__Goal__
Extend the report below on the company's 2025 results and 2026 outlook, starting right after its final sentence.

The company also highlighted expanded access to capital, supported by what management described as a triple-B investment grade rating from Kroll KBRA, and said year-end liquidity increased to $271 million when including revolver “upsides” and equity raising activity completed early in the first quarter.

Fourth-quarter and full-year results; 2026 AFFO outlook

Chief Financial Officer Steve Bakke reported adjusted funds from operations (AFFO) per share of $0.33 for the fourth quarter of 2025, bringing full-year 2025 AFFO per share to $1.32. Bakke said the full-year result was at the high end of the company’s most recent guidance and represented 13.8% growth for the year.

Key 2025 operational metrics cited on the call included:

  • Acquisitions of $123.1 million for the year, slightly above the company’s December guidance.
  • Full-year cash general and administrative expense (cash G&A) of $10.9 million, slightly better than the midpoint of guidance.
  • Cash G&A as a share of revenue declining by nearly 130 basis points, which management attributed to scale efficiencies.
  • Same-store cash net operating income (NOI) performance of 8.9% in 2025.

For 2026, the company provided AFFO per share guidance of $1.39 to $1.41, which Bakke said implies 6.1% growth at the midpoint and is above the company’s average annual growth rate since 2020 of 5.8% per year.

__Extracted information__
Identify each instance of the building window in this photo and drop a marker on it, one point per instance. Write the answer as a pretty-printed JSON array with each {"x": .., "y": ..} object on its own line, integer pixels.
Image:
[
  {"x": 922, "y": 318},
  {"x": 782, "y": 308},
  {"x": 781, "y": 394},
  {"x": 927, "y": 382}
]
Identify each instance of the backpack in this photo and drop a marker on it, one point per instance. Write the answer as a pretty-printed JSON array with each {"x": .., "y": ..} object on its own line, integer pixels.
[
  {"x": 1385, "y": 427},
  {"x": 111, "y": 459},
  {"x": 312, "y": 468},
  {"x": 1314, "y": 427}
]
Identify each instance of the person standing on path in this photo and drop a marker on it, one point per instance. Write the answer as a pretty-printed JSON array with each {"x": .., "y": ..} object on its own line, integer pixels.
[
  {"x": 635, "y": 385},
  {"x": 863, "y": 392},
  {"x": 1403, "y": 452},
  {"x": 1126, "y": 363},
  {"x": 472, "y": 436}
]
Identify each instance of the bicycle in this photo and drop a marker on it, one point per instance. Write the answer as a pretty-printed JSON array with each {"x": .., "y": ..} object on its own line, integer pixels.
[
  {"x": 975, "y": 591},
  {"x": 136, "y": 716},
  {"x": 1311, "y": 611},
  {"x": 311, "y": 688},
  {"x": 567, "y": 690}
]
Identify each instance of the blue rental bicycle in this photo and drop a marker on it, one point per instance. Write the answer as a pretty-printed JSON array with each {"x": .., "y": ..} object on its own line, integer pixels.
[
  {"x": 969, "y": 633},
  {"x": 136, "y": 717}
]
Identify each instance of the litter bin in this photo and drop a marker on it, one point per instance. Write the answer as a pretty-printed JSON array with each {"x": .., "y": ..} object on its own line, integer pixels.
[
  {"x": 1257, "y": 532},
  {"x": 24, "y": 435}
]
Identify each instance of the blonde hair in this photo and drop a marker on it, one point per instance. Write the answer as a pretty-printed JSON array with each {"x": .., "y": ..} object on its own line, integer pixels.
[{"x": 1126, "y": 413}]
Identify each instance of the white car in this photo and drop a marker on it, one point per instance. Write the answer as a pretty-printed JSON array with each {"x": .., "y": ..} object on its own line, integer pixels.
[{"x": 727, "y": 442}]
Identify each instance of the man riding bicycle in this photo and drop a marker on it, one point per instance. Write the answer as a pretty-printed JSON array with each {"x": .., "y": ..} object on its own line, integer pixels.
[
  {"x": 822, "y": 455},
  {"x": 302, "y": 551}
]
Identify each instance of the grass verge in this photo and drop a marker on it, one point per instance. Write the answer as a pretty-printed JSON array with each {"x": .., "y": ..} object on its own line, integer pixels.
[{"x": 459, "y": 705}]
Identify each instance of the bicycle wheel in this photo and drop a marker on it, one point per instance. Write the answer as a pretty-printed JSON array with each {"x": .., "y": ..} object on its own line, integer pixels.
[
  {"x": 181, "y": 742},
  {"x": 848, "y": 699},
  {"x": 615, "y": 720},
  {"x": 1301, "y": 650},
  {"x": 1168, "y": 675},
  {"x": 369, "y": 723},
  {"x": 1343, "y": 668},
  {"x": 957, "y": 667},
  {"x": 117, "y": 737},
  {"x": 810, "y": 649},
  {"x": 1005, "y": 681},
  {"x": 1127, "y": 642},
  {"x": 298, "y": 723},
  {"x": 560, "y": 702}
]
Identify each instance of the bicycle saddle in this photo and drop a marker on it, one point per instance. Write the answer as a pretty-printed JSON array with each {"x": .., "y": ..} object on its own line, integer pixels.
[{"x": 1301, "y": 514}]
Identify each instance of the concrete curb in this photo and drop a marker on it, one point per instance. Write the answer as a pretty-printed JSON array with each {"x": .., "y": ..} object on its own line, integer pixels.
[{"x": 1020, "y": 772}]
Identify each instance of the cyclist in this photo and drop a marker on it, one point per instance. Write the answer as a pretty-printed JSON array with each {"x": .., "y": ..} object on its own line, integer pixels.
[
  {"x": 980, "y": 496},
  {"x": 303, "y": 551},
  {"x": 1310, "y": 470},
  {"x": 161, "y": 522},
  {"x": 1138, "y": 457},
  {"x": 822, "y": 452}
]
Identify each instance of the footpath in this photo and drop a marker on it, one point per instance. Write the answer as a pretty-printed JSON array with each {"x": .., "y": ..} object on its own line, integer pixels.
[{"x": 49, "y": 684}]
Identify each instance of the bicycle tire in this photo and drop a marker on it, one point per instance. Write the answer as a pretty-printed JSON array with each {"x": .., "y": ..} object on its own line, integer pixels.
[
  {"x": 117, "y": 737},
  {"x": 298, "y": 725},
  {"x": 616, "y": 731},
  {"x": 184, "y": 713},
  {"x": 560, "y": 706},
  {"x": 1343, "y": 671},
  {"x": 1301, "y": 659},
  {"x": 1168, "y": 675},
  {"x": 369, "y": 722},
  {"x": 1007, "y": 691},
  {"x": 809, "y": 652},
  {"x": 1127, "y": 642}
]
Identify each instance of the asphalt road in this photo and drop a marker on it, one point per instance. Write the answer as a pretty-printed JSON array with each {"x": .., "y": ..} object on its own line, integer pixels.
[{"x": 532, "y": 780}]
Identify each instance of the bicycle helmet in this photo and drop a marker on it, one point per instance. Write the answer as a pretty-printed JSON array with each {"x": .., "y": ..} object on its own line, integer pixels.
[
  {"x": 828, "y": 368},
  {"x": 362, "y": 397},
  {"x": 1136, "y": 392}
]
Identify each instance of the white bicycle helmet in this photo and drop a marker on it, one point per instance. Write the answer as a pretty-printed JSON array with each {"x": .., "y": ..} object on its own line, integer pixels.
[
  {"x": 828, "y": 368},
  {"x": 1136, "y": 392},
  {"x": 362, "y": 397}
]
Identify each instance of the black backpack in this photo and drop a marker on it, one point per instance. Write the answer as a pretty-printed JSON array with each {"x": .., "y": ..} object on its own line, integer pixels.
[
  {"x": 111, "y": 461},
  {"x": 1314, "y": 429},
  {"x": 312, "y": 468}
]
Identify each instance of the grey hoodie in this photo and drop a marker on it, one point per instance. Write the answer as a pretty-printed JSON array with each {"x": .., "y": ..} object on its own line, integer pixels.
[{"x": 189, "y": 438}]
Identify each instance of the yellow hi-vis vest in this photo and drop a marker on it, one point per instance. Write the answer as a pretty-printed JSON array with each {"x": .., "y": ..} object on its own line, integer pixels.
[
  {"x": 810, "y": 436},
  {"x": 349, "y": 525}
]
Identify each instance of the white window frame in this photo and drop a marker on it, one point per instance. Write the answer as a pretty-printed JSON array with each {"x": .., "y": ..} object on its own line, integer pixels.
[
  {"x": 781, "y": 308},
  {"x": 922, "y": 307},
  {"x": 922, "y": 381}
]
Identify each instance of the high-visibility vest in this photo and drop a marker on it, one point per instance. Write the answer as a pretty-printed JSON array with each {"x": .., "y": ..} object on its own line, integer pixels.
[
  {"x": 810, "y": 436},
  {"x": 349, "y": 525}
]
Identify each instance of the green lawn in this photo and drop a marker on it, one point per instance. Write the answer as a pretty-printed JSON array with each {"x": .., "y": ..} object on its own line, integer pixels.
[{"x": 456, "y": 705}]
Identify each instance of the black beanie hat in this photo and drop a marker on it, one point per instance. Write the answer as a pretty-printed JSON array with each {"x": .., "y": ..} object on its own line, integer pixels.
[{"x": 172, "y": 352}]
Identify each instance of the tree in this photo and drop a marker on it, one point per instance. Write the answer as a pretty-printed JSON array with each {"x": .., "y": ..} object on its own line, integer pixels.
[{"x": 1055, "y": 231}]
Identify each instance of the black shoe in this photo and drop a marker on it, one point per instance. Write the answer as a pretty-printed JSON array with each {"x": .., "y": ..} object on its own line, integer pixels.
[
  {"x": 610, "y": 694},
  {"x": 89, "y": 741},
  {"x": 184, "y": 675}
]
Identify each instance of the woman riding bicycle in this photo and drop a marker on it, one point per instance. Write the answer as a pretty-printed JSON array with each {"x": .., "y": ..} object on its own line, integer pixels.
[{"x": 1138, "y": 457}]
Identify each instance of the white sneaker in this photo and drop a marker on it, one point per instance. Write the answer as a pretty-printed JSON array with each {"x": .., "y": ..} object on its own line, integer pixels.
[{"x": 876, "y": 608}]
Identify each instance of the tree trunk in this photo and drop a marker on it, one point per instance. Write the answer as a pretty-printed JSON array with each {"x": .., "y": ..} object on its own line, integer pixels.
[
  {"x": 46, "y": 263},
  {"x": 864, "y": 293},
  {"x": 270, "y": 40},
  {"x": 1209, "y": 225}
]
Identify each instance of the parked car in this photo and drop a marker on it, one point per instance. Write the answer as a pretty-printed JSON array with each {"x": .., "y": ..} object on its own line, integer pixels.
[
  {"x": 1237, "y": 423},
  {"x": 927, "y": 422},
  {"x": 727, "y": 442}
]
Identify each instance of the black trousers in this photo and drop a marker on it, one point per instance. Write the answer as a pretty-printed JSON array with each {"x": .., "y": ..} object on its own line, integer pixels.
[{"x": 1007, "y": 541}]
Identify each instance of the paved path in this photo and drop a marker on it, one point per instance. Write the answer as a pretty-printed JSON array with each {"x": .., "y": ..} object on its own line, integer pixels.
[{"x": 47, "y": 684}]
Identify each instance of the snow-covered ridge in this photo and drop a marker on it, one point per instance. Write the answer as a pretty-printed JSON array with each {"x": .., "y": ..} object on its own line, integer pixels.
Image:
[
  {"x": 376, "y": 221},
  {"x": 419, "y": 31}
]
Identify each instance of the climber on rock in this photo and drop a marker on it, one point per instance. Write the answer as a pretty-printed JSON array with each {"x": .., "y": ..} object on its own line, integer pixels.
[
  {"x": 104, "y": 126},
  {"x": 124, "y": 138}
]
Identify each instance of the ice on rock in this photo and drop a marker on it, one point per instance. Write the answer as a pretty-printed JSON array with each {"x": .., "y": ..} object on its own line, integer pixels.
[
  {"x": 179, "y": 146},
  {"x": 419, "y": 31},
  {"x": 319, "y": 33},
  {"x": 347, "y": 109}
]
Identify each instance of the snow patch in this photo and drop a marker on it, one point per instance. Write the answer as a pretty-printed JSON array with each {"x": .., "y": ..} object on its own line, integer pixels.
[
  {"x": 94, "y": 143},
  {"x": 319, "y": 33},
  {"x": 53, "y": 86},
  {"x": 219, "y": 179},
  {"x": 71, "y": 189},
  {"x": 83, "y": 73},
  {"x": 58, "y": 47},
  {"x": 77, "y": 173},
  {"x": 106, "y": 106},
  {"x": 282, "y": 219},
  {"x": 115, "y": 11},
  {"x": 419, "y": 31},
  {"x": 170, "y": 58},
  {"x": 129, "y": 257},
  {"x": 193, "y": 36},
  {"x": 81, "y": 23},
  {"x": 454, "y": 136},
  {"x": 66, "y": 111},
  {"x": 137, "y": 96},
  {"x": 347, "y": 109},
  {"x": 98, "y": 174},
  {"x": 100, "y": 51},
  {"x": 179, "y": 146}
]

__Exercise answer__
Management’s 2026 guidance assumptions included acquisitions of $115 million to $125 million, same-store cash NOI growth of 6.0% to 7.0%, and cash G&A of $11.5 million to $12.5 million. For the first quarter, the company expects recurring capital expenditures of approximately $125,000 to $200,000. Guidance also includes about half a cent per share of dilutive impact from forward equity under the treasury stock method, as the stock price is above the net price of outstanding forwards, Bakke said.

Capital markets activity and leverage target update

Postal Realty Trust outlined funding activity across 2025 and early 2026. Bakke said the company raised $55 million in 2025 via its at-the-market program and OP unit issuance, added $40 million in term loans, borrowed on its revolver, and used retained cash flow to fund acquisitions.

For 2026, management said it has “fully funded the entirety” of its acquisition guidance at the high end on a “leverage neutral basis” through equity and debt raises and growing retained free cash flow. In 2026 year-to-date, the company has raised $44 million of equity at an average gross price of $17.67 per share, including $36 million sold on a forward basis at a gross price of $17.88 per share. Bakke said the forward ATM allows the company to match share issuance with future acquisition closings.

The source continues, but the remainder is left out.